CONSIGNES:
- 1) Réécrivez tout ce qui va de « Devant la mobilisation » jusqu'à « semblait être normal. » dans le texte sur la liberté d'expression, en remplaçant « marches » par « rassemblements ».
- 2) Rédigez la suite du texte sur la liberté d'expression, en reprenant après sa dernière phrase.

EXTRAIT DU DOCUMENT:
'''
Après cette semaine folle, nous sommes tous sous le coup de l’émotion. Ce qui est mort ce mercredi 7 janvier 2015, c’est une forme d’insouciance, portée par la génération de l’après 1968. Une insouciance à l’image de Cabu qui a fait de l’impertinence une manière d’appréhender le monde.

creteUn monde où l’on aurait plus le droit à l’humour, même si parfois ce dernier va jusqu’à la dérision et qu’il devient grinçant, que deviendrait-il ce monde ? Un monde glacial. Rien que d’y penser, ça me fait froid dans le dos.

Devant la mobilisation qui se manifeste par toutes ces marches organisées suite à ces événements, nous réalisons que cette folie nous fait redécouvrir la valeur de ce qui semblait n’être qu’une banale évidence : la liberté d’expression. Nous avons grandi ici en Europe dans des sociétés où sans avoir peur, nous pouvons exprimer ce que nous pensons. Cela semblait être normal.
'''
DONNÉES FOURNIES:
'''
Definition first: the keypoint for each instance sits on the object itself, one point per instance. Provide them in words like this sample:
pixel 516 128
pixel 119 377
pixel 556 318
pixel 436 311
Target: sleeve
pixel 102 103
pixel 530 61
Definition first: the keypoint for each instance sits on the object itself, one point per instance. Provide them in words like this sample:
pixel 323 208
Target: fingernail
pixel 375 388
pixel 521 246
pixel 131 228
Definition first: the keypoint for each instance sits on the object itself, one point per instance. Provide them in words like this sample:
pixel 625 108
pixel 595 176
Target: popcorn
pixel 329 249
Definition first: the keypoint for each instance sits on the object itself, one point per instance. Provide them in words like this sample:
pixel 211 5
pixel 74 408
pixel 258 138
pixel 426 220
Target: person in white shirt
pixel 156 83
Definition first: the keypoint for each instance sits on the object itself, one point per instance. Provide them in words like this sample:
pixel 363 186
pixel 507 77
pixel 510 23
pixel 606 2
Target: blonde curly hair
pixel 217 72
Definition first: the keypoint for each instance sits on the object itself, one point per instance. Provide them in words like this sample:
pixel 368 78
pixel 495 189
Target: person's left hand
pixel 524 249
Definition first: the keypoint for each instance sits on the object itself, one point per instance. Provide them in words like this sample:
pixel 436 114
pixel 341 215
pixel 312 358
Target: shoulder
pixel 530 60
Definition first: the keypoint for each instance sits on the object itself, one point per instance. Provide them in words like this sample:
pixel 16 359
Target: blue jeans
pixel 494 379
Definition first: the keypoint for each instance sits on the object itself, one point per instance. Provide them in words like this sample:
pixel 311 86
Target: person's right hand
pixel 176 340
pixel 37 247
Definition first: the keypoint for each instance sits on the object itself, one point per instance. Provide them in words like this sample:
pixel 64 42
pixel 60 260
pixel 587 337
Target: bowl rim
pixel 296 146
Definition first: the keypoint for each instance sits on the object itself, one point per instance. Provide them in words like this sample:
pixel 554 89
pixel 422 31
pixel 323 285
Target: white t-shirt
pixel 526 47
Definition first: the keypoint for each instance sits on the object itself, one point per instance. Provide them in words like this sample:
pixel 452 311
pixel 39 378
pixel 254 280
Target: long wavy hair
'''
RÉPONSES AUX CONSIGNES:
- 1)
Devant la mobilisation qui se manifeste par toutes ces rassemblements organisées suite à ces événements, nous réalisons que cette folie nous fait redécouvrir la valeur de ce qui semblait n’être qu’une banale évidence : la liberté d’expression. Nous avons grandi ici en Europe dans des sociétés où sans avoir peur, nous pouvons exprimer ce que nous pensons. Cela semblait être normal.

- 2)
Or, cette folie nous le rappelle. Cela ne l’est pas. Aujourd’hui, nous sommes sur une crête. Face à une telle violence, un tel fanatisme, comment réagir ? Oui, cette question, il me semble qu’il est nécessaire de prendre le temps de nous la poser pour que les puissantes émotions liées au choc ne se retournent pas contre nous. Car en commettant de tels actes, ces fanatiques ne tuent pas simplement des individus, ils instillent également dans notre société mais aussi en chacun de nous un poison terriblement sournois. Ils nous font tellement peur que lutter contre eux, nous pourrions dans notre affolement accepter l’utilisation à titre exceptionnelle de la torture, ou l’application de loi liberticide.

Or, quand des moyens étatiques mis en œuvre pour lutter contre cette hydre, se mettent à fleurter voir carrément dépasser la ligne rouge comme cela a été le cas avec la prison d’Abou Graib, ces fanatiques nous transforment et volent notre liberté et notre dignité. Quand sous le coup de la colère, certains en viennent à dire que pour avoir la paix, il faut utiliser des solutions radicales et revenir en arrière en réintroduisant la peine de mort, eh bien ces fanatiques nous transforment et nous volent notre justice. Quand, sous le coup du ressentiment, certains en viennent à faire des amalgames et à attaquer la mosquée de sa ville, ces fanatiques nous transforment et nous volent notre fraternité.

Quand sous le coup de l’effroi, de la colère et du ressentiment, nous cédons sur la liberté, la justice, le respect de l’autre, alors cela voudrait dire que ces fanatiques réussissent nous transformer de l’intérieur au point que nous leur ouvrons nous-mêmes la voie ténébreuse les emmenant à la victoire.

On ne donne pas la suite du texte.